- **Comando A**
Responda com base no texto sobre hemofilia:
(i) Quantos pacientes com hemofilia o Brasil tem?
(ii) Qual entidade divulgou as informações do mapeamento?
(iii) Que infusões a maioria das pessoas com hemofilia precisa receber regularmente?
- **Comando B**
Por favor, traduza para o inglês esta frase do texto sobre hemofilia: "No entanto, o medicamento é por via intravenosa e nem todas as famílias conseguem o procedimento em casa, especialmente em crianças pequenas."

- **Bloco de texto**
O Brasil tem cerca de 14 mil pacientes com hemofilia, doença rara causada pela ausência de fatores de coagulação no sangue, o que provoca sangramentos frequentes, inclusive internos, que podem causar dor intensa, danos neurológicos e até a morte.
Embora o tratamento mais tradicional esteja disponível pelo Sistema Único de Saúde (SUS), muitos pacientes e cuidadores ainda enfrentam dificuldades para aplicá-lo em casa. O problema está apontado no Mapeamento da Jornada do Paciente com Hemofilia A e B no Brasil. Quem divulgou as informações foi a Associação Brasileira do Paciente com Hemofilia (Abraphem).
De acordo com a presidente da entidade, Mariana Battazza, a maioria das pessoas com hemofilia precisa receber infusões regulares de fator VIII ou IX para prevenir os sangramentos. No entanto, o medicamento é por via intravenosa e nem todas as famílias conseguem o procedimento em casa, especialmente em crianças pequenas.

- **Dados extraídos**
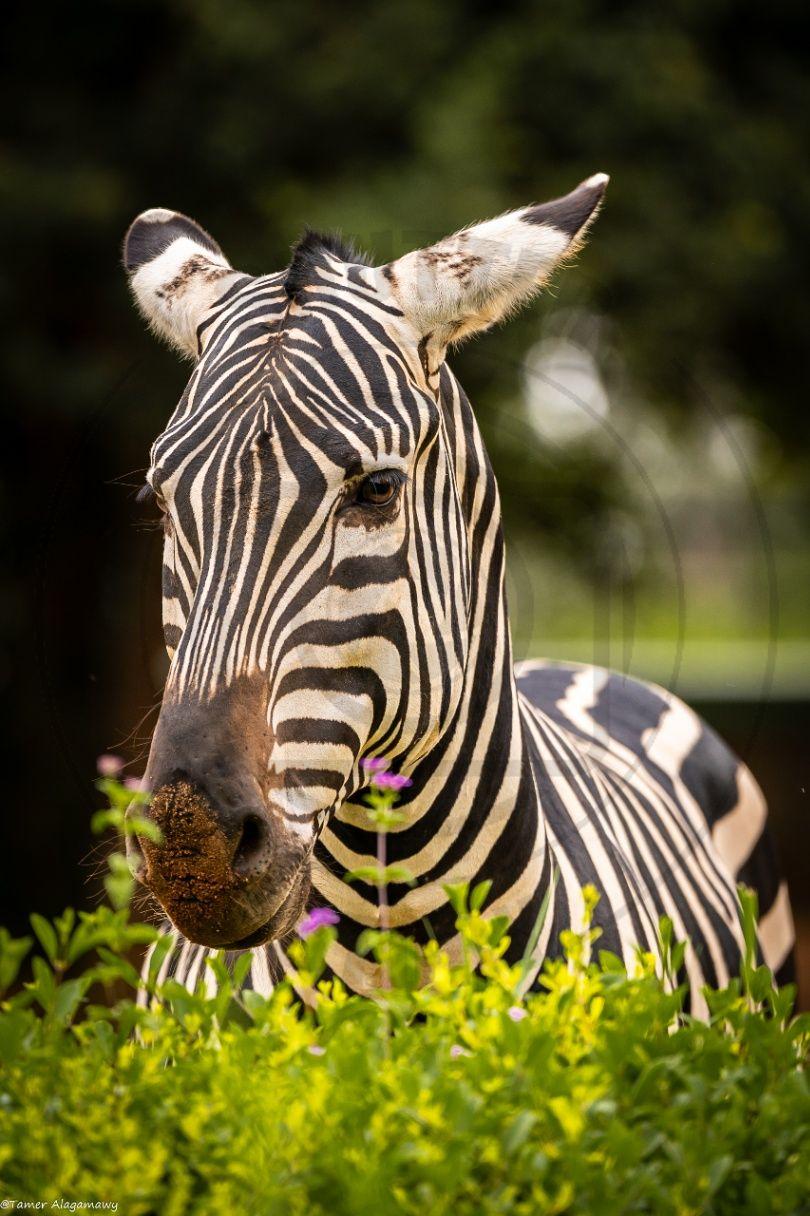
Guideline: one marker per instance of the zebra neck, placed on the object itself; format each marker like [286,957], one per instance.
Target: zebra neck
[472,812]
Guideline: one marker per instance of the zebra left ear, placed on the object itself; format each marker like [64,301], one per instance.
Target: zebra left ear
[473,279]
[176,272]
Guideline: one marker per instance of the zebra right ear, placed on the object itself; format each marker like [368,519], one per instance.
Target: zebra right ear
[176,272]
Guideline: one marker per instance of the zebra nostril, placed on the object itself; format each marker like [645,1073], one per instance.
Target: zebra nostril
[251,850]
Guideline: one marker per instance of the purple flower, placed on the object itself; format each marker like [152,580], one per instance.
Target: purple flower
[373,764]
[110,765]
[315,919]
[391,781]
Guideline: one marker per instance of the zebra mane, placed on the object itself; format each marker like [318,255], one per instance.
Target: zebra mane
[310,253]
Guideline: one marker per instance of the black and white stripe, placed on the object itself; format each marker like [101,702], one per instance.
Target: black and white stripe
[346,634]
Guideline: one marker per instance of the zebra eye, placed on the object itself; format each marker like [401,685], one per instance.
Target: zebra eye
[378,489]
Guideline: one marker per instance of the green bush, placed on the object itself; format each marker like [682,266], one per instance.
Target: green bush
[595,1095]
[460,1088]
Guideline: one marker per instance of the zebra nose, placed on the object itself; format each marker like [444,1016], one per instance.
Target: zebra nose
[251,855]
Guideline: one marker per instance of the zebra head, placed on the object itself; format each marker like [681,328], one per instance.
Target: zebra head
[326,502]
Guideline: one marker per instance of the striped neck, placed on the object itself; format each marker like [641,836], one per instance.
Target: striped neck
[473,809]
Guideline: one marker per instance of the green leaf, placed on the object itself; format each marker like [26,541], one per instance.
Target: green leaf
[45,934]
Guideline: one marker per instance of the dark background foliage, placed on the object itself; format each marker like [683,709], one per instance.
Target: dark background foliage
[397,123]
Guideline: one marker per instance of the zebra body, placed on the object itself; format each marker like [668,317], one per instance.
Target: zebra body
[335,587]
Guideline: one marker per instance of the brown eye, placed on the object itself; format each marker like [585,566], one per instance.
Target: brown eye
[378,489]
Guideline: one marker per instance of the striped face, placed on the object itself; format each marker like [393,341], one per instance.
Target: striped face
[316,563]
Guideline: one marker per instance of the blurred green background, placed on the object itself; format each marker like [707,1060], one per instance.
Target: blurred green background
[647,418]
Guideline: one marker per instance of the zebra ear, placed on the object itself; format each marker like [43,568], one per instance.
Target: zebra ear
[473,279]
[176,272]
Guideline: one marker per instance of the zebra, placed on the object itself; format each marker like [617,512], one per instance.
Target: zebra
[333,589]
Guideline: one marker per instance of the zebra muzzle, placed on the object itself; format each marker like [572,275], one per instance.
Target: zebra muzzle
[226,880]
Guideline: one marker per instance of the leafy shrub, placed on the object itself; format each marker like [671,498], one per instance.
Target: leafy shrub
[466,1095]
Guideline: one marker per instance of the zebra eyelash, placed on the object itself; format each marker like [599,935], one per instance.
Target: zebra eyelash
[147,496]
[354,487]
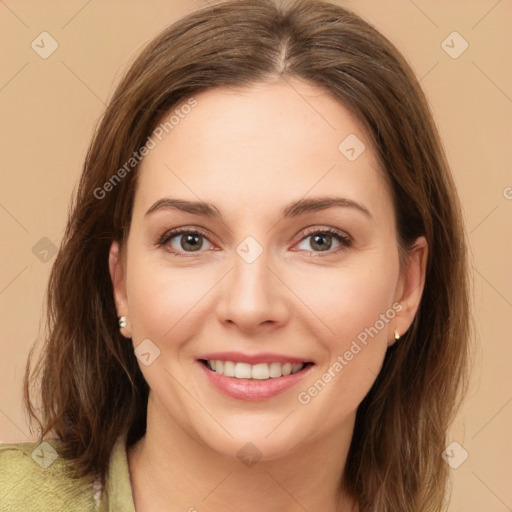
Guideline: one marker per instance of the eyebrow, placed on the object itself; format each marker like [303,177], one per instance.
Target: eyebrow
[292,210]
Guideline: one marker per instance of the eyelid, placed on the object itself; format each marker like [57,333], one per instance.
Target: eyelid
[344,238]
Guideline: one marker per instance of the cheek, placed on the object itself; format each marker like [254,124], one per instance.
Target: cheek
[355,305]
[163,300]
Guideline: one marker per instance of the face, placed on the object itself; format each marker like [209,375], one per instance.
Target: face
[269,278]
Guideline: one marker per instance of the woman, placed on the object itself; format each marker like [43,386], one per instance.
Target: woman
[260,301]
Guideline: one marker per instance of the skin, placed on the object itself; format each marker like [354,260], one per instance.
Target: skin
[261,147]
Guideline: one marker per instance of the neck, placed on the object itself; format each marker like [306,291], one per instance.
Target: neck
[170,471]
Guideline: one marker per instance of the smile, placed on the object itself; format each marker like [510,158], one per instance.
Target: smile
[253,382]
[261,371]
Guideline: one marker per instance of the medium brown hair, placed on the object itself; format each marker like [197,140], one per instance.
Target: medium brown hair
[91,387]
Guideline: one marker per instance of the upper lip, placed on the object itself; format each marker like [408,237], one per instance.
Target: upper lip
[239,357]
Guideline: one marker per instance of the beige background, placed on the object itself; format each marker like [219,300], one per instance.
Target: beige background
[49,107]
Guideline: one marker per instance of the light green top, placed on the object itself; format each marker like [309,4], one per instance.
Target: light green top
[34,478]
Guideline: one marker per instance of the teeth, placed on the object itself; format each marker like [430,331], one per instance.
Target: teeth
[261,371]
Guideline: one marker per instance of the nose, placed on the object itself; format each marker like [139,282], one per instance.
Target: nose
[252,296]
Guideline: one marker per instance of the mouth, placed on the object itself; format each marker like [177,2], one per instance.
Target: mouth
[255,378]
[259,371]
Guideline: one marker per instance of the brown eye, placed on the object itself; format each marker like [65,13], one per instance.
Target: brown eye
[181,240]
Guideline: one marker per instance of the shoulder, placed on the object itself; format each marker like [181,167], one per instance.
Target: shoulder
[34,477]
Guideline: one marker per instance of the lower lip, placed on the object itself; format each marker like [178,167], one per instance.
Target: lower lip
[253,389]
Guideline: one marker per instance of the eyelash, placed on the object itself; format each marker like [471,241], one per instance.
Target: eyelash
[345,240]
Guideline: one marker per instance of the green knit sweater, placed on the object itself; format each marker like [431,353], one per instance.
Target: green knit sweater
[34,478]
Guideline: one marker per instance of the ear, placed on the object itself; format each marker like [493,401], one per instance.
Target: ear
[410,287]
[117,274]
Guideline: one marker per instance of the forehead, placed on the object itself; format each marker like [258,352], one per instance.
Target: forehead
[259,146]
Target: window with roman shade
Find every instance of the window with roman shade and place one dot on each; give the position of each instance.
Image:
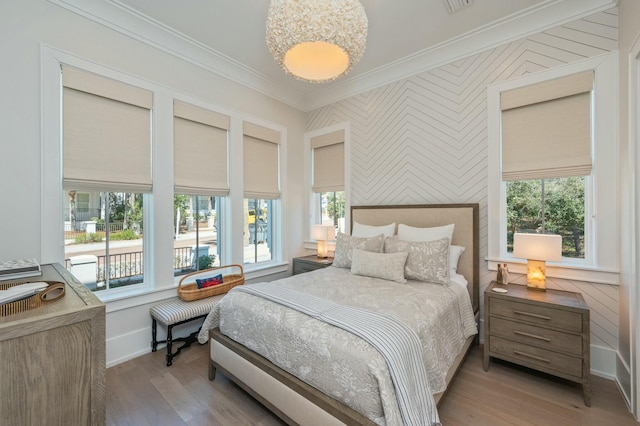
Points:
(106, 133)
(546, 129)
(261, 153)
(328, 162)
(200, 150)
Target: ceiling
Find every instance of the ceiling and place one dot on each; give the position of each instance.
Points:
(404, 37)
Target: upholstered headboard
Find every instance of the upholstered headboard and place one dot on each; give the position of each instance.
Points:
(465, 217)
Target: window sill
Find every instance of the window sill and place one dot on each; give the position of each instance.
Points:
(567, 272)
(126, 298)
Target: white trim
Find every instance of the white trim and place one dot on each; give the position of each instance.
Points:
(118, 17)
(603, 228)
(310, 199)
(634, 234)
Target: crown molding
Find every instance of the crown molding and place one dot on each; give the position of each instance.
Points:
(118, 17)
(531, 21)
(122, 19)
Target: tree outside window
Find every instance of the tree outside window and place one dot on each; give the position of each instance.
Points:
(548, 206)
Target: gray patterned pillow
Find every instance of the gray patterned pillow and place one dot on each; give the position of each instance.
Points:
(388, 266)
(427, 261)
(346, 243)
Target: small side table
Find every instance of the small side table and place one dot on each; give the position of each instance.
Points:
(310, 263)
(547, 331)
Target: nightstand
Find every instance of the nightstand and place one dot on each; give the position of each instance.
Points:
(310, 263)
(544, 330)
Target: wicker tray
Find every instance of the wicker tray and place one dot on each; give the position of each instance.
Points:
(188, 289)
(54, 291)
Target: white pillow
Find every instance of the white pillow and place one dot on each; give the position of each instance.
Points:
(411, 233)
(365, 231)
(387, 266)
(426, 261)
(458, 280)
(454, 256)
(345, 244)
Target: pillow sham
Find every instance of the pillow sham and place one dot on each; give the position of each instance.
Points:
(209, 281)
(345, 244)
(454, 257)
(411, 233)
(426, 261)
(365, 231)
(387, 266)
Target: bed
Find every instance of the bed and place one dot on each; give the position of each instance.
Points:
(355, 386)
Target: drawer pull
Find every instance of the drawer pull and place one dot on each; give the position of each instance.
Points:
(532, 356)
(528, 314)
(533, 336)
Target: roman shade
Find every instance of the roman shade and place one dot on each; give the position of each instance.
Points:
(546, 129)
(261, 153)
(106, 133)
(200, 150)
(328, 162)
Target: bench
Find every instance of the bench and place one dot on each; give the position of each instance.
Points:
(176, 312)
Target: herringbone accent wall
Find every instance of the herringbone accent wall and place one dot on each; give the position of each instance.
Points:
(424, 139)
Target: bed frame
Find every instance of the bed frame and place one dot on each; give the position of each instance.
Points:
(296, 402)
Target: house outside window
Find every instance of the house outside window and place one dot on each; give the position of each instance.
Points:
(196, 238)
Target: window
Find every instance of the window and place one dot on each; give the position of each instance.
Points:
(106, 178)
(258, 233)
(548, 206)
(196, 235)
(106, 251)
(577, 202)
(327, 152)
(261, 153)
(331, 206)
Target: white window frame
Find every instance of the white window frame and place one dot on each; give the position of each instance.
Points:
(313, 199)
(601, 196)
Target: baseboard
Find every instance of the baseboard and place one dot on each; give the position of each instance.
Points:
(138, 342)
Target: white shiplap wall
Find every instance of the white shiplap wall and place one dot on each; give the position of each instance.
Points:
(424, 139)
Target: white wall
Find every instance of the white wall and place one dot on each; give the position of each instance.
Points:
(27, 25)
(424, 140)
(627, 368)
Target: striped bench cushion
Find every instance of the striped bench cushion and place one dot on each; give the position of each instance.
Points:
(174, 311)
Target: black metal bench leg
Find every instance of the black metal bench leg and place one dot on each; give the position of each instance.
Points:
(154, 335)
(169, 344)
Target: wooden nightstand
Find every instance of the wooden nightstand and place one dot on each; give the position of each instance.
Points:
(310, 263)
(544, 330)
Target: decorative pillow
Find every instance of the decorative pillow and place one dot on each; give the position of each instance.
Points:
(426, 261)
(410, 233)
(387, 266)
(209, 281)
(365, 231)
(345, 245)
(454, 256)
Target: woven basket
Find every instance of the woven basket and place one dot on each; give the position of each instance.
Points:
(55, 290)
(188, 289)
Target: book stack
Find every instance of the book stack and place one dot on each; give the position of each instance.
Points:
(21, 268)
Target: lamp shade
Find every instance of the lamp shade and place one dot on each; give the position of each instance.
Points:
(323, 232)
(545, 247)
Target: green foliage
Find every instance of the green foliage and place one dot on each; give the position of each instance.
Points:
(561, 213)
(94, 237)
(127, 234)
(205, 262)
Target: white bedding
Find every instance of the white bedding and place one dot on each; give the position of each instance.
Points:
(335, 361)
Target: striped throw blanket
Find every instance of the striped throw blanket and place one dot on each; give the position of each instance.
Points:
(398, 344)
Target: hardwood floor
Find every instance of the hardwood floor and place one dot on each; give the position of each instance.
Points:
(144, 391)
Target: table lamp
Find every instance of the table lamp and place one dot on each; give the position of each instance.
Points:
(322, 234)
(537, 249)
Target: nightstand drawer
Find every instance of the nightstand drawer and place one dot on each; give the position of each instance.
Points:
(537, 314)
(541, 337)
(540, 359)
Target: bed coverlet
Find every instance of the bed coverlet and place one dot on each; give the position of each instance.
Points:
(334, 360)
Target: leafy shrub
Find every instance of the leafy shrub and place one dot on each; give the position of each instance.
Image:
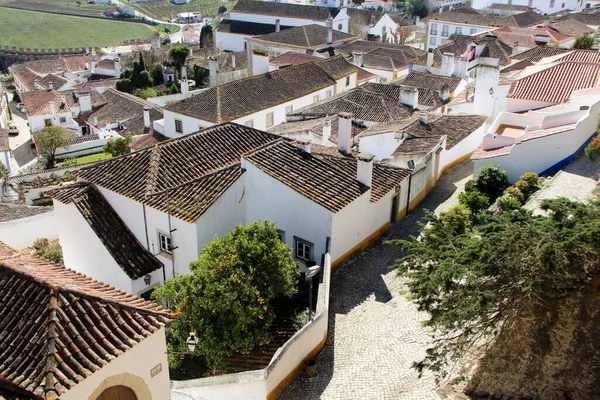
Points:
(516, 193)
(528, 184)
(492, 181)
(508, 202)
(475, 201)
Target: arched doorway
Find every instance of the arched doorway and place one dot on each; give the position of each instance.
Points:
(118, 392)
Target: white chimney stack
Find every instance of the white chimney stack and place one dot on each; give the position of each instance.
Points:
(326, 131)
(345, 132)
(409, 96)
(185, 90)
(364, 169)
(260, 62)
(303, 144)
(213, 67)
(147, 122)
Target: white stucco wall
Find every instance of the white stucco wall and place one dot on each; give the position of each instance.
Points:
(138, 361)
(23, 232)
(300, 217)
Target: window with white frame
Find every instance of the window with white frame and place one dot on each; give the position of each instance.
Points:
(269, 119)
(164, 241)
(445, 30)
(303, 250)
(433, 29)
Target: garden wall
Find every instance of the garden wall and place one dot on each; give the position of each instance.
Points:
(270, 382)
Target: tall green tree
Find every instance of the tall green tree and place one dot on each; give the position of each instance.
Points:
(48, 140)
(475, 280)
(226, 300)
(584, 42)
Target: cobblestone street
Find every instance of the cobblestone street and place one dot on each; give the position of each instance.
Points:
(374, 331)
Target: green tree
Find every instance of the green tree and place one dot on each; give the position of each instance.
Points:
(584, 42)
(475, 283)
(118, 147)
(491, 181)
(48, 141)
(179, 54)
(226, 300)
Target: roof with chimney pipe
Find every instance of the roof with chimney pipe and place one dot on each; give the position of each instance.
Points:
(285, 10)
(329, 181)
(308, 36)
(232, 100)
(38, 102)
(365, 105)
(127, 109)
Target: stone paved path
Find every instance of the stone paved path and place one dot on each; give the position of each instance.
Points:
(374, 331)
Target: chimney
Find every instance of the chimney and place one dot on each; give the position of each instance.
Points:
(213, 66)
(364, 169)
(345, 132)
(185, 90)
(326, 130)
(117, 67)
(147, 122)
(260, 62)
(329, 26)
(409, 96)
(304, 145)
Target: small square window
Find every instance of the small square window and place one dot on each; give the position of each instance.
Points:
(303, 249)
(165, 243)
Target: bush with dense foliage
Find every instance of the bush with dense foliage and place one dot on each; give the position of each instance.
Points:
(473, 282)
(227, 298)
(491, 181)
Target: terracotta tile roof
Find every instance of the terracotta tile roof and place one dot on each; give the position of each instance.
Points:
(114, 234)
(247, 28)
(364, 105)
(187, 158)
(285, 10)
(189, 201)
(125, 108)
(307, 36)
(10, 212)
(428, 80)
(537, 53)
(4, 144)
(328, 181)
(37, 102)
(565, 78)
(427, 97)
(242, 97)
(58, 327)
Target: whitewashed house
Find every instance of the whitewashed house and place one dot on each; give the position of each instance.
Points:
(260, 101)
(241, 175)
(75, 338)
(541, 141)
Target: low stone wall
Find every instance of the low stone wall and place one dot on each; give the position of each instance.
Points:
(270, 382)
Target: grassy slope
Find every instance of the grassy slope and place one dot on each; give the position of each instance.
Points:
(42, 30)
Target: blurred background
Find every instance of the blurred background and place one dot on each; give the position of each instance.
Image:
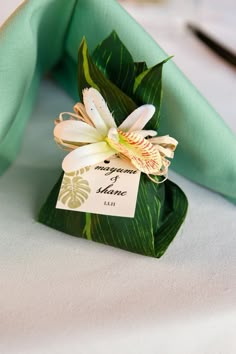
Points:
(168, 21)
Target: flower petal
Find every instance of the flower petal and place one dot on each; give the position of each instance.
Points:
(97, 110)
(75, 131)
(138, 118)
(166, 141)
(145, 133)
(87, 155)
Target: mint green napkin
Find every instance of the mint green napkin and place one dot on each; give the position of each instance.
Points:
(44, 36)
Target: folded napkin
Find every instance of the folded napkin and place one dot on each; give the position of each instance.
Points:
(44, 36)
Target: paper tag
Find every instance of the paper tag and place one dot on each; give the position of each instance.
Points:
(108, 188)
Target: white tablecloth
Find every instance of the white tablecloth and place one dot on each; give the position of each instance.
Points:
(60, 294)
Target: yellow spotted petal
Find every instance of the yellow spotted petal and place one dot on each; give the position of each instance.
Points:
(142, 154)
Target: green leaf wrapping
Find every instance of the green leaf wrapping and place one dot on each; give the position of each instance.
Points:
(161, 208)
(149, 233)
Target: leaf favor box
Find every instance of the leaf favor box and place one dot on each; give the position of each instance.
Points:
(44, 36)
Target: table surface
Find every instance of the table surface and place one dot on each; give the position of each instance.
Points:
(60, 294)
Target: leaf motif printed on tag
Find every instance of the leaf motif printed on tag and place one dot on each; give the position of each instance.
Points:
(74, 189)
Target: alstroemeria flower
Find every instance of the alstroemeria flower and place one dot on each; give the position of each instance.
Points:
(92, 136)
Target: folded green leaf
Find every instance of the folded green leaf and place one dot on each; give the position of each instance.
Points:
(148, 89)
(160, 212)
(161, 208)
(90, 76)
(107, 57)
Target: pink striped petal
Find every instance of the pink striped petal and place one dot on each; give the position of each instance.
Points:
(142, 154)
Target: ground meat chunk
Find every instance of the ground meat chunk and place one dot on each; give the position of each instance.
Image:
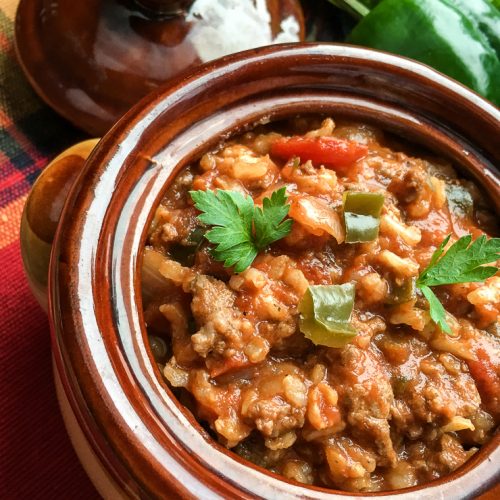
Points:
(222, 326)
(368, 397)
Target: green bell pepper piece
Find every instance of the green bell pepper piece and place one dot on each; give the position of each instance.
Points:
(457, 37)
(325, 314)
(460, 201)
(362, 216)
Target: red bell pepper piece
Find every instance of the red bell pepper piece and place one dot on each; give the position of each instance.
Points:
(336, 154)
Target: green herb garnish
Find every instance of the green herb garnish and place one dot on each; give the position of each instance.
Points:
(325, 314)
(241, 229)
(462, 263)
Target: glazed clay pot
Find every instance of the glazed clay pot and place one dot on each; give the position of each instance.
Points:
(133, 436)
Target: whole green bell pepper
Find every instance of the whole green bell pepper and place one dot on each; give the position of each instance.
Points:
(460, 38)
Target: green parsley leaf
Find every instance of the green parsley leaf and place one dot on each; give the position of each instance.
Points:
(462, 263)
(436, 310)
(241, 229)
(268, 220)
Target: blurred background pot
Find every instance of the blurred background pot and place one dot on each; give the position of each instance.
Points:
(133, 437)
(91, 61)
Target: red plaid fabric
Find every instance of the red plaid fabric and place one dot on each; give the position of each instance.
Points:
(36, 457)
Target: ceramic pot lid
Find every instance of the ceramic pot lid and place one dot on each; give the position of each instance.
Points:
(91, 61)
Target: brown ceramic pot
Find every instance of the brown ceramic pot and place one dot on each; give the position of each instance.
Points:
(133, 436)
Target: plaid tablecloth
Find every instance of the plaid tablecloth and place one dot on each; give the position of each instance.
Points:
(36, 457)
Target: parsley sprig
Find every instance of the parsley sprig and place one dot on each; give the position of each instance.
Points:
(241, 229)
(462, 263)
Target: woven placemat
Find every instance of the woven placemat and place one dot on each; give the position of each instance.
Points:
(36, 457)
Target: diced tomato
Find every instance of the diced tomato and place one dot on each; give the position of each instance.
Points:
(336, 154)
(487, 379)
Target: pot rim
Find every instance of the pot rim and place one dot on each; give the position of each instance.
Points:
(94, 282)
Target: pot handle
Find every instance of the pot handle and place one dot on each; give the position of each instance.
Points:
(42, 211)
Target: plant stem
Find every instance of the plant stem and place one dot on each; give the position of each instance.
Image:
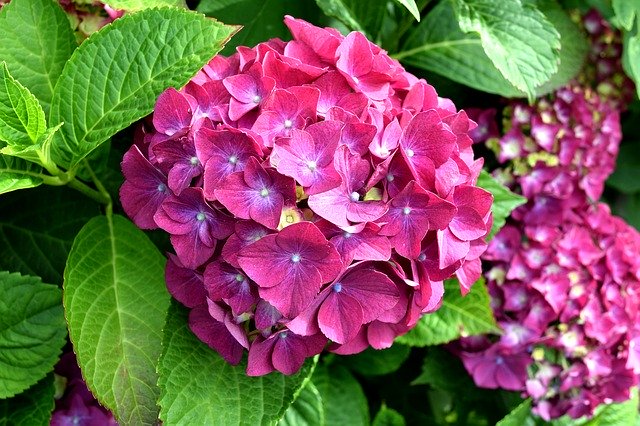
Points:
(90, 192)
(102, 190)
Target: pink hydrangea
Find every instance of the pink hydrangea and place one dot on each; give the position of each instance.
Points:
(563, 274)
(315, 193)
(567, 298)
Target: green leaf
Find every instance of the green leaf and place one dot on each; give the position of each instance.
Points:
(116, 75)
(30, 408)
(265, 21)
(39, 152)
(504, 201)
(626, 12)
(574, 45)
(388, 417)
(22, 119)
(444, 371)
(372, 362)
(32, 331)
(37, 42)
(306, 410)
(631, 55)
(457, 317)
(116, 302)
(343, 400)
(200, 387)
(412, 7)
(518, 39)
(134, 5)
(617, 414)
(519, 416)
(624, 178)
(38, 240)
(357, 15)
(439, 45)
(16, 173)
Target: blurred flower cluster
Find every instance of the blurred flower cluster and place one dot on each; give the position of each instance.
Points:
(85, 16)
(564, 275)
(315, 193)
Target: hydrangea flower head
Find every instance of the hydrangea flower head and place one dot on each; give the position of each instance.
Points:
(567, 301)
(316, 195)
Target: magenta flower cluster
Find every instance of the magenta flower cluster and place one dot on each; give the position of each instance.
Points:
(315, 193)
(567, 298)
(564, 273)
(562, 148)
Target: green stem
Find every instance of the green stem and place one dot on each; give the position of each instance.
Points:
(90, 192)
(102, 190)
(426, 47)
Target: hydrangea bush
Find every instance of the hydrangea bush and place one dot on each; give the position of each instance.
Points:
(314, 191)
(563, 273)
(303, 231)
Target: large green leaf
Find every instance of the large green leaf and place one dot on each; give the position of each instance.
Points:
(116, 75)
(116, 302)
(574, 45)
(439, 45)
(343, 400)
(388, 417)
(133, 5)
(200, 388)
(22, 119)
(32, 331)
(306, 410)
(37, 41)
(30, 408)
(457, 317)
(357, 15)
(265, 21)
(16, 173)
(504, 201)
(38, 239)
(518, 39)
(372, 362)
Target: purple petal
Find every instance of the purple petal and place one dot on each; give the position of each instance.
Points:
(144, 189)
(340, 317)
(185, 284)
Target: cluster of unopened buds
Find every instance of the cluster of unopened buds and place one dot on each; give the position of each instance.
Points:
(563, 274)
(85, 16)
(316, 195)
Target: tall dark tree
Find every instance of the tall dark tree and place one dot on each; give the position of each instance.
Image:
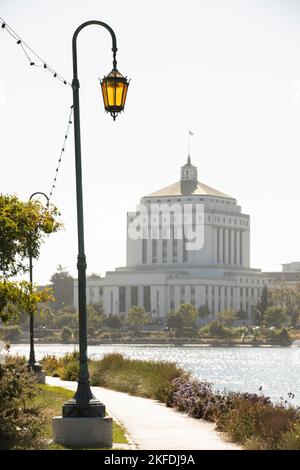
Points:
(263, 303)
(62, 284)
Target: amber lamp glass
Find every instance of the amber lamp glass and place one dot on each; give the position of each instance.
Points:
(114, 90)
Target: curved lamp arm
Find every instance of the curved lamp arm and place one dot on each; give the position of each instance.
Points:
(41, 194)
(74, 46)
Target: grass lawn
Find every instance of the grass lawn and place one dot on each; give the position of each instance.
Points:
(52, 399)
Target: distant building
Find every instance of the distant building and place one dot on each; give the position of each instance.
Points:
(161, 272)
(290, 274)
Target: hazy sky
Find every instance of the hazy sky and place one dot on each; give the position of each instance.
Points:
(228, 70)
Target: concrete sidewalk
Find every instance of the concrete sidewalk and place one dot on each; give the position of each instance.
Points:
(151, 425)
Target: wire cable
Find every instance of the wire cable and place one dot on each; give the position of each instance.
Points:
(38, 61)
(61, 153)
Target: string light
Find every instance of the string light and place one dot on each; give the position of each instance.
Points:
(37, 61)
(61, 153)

- **Resultado A**
(i) Cerca de 14 mil.
(ii) A Associação Brasileira do Paciente com Hemofilia (Abraphem).
(iii) Infusões de fator VIII ou IX.

- **Resultado B**
However, the medication is given intravenously, and not all families are able to carry out the procedure at home, especially on young children.